> **Dataset rows showing where objects appear**:
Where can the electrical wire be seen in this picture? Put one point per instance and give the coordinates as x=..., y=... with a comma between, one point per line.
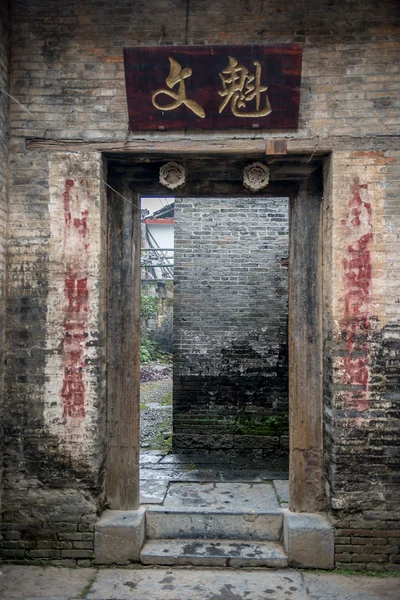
x=66, y=145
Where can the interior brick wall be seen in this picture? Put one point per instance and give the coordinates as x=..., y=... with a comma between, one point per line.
x=230, y=324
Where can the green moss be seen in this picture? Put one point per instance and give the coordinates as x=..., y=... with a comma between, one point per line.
x=166, y=400
x=254, y=425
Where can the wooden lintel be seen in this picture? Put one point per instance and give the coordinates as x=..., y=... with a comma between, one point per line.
x=213, y=144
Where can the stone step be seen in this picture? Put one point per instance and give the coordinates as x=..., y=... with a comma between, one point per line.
x=162, y=523
x=213, y=552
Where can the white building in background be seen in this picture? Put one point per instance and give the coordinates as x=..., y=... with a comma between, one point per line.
x=158, y=240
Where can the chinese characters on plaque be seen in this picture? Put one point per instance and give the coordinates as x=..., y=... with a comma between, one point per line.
x=213, y=87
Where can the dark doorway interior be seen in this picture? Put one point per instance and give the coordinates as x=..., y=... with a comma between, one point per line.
x=212, y=178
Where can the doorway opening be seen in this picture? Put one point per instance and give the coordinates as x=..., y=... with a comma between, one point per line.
x=226, y=418
x=227, y=355
x=156, y=324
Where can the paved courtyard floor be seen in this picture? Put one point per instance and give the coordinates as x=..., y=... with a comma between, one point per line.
x=50, y=583
x=161, y=472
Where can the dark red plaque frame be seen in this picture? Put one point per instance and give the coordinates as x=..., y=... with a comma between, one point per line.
x=147, y=68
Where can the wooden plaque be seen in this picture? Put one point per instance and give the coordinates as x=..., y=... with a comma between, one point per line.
x=213, y=87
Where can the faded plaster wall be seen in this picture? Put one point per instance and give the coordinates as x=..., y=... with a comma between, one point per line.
x=67, y=69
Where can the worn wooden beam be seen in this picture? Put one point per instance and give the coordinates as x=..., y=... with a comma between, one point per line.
x=305, y=349
x=214, y=143
x=123, y=335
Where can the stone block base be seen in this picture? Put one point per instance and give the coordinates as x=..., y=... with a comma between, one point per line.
x=308, y=540
x=119, y=537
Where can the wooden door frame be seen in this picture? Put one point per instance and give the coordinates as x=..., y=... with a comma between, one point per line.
x=305, y=338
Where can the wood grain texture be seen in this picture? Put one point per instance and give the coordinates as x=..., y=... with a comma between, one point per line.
x=305, y=350
x=147, y=69
x=123, y=334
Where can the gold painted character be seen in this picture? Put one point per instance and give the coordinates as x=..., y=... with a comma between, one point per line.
x=240, y=87
x=177, y=75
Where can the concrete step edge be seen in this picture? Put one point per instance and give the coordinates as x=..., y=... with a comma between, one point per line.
x=214, y=552
x=214, y=525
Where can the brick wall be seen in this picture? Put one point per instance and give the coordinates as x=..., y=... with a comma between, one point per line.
x=4, y=81
x=230, y=324
x=67, y=69
x=362, y=358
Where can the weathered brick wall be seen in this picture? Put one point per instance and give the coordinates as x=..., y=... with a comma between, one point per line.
x=4, y=80
x=67, y=69
x=230, y=324
x=362, y=358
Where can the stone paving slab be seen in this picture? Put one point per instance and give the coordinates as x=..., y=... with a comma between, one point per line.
x=351, y=587
x=153, y=492
x=222, y=496
x=152, y=583
x=197, y=584
x=282, y=489
x=159, y=471
x=44, y=583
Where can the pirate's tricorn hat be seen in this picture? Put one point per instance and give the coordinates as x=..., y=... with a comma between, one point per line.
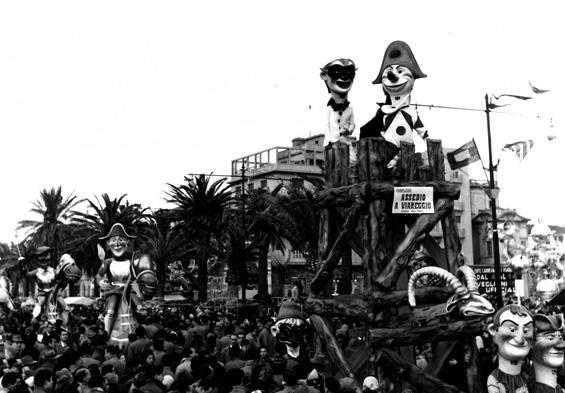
x=41, y=250
x=117, y=230
x=398, y=52
x=548, y=323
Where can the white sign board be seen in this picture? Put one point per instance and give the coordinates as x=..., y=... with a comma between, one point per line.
x=413, y=200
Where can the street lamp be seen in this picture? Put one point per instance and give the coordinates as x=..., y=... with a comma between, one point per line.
x=492, y=193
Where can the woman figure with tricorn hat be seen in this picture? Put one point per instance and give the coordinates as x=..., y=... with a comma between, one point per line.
x=51, y=281
x=116, y=277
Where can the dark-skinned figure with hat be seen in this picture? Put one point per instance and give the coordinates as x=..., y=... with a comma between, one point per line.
x=122, y=276
x=548, y=353
x=396, y=120
x=50, y=282
x=338, y=75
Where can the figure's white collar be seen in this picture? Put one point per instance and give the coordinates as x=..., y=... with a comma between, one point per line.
x=401, y=102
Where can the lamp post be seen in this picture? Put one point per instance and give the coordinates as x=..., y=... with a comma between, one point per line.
x=492, y=193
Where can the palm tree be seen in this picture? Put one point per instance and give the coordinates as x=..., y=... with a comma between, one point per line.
x=100, y=216
x=238, y=252
x=56, y=211
x=266, y=228
x=298, y=204
x=165, y=245
x=199, y=212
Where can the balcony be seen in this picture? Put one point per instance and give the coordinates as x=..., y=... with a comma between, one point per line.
x=287, y=159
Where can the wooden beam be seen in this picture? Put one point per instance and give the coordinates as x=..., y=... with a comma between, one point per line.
x=332, y=347
x=422, y=226
x=369, y=191
x=359, y=306
x=328, y=266
x=421, y=380
x=413, y=335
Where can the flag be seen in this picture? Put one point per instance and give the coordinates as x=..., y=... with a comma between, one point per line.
x=498, y=102
x=465, y=155
x=520, y=148
x=536, y=90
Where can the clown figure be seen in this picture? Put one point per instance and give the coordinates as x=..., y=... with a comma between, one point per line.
x=396, y=120
x=338, y=76
x=512, y=331
x=117, y=275
x=548, y=353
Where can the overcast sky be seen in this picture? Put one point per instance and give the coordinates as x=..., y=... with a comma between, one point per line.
x=124, y=97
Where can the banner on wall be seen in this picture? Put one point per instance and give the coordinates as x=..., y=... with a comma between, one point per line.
x=413, y=200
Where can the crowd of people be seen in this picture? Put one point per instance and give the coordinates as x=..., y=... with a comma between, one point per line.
x=182, y=349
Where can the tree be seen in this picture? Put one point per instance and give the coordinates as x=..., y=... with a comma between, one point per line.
x=96, y=222
x=266, y=228
x=56, y=212
x=199, y=212
x=238, y=253
x=165, y=245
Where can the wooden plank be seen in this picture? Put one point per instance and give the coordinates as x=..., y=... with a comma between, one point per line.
x=436, y=160
x=423, y=225
x=370, y=191
x=409, y=335
x=329, y=264
x=451, y=240
x=407, y=159
x=332, y=347
x=362, y=306
x=421, y=380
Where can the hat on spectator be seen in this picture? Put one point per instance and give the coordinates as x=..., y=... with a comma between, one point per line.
x=347, y=384
x=371, y=383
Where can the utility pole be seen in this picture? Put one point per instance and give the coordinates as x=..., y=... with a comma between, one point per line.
x=244, y=237
x=492, y=194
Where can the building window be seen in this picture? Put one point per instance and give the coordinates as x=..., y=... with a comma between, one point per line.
x=298, y=182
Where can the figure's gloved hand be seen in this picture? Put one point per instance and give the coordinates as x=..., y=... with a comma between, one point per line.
x=101, y=252
x=104, y=285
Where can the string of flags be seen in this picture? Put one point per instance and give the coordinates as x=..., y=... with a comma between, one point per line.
x=463, y=156
x=468, y=153
x=520, y=148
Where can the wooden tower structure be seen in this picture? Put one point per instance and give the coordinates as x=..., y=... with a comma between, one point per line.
x=356, y=214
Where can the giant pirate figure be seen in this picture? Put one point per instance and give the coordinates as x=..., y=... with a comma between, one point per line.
x=548, y=353
x=122, y=276
x=292, y=330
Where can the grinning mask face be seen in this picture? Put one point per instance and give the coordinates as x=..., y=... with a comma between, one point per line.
x=339, y=75
x=513, y=336
x=292, y=332
x=549, y=347
x=118, y=245
x=397, y=80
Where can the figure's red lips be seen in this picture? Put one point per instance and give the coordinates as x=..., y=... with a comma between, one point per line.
x=396, y=87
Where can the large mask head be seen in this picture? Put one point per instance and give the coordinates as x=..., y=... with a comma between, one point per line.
x=291, y=328
x=549, y=347
x=513, y=332
x=398, y=70
x=118, y=240
x=339, y=75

> **YOUR OBJECTIVE**: Output the records from the line with "Where can the utility" up to and including the line with "x=397, y=80" as a two-column CSV headed request,answer, with one row for each request. Put the request text and its answer each in a single quoted field, replacing line breaks with spaces.

> **SOLUTION TO THIS EXERCISE**:
request,answer
"Where can the utility pole be seen in this picture? Put one point per instance and give the coordinates as x=..., y=... with a comma between, one point per line.","x=244, y=237 x=492, y=194"
"Where can the building window be seen in this picture? Put one point per instance and give the coordinates as x=..., y=... with a comma between, one point per line.","x=298, y=182"
"Where can the figure's gloved hand be seen in this picture? Put one point per instance and give the coordinates as x=..., y=... with a comma between, one point per line.","x=101, y=252 x=104, y=285"
"Where can the string of flags be seen in this picture? Put one point per instance and give the coordinates as x=..., y=... with a comma between, one point per line.","x=463, y=156 x=468, y=153 x=520, y=148"
"Where can the wooden tower structure be seen in this picture? Put one point per instance and give the coordinates as x=..., y=... with a comma between, one point per line.","x=356, y=214"
"Where can the giant pirate figure be seen in this picture? Put one point per instance and give the coordinates as x=..., y=... with a comma between, one point per line.","x=548, y=353 x=122, y=276 x=292, y=330"
"Where can the grinning mask face be seen in this picture? Put one point per instance and give the coordinates as x=..., y=... with a comma between, one point per line.","x=339, y=75 x=513, y=336 x=292, y=332 x=549, y=347 x=118, y=245 x=397, y=80"